#### [The exercise]
Please render everything from the row containing "of the reflection" down to the row containing "[(346, 458)]" as a JSON list of strings, one string per row, with blank rows omitted. Leave the pictures out of your answer.

#### [Given records]

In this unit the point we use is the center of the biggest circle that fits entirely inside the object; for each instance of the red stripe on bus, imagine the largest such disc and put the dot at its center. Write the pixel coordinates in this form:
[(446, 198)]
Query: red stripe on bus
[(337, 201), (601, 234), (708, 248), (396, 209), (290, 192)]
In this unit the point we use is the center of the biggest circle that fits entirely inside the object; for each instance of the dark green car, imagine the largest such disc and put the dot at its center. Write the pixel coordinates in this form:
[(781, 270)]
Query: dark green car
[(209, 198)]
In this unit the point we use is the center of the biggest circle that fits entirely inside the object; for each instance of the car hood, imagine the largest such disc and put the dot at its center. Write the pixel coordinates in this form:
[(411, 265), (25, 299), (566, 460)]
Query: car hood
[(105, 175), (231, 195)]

--

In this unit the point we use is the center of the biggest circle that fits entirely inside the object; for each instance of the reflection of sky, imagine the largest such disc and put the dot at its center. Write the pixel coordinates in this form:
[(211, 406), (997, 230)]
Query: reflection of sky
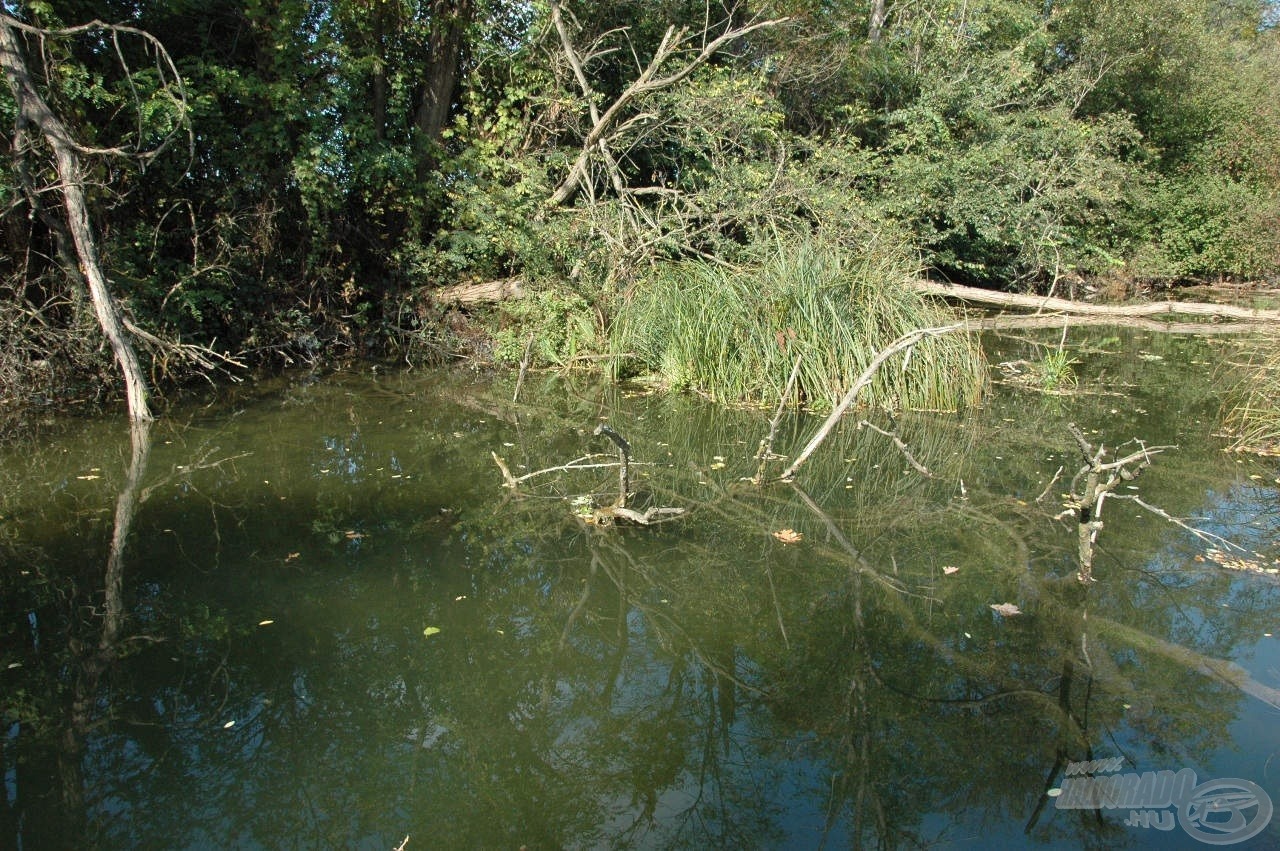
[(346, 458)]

#### [Written response]
[
  "In this unit the point we use is the center of the biggest circle that fits entirely inside the object; for each instance of the reflection of sky, imagine the largest such disc and put the dot at its center. Write the pixel coordinates in this form:",
  "[(211, 406), (997, 230)]",
  "Query: reflection of sky",
  "[(346, 458)]"
]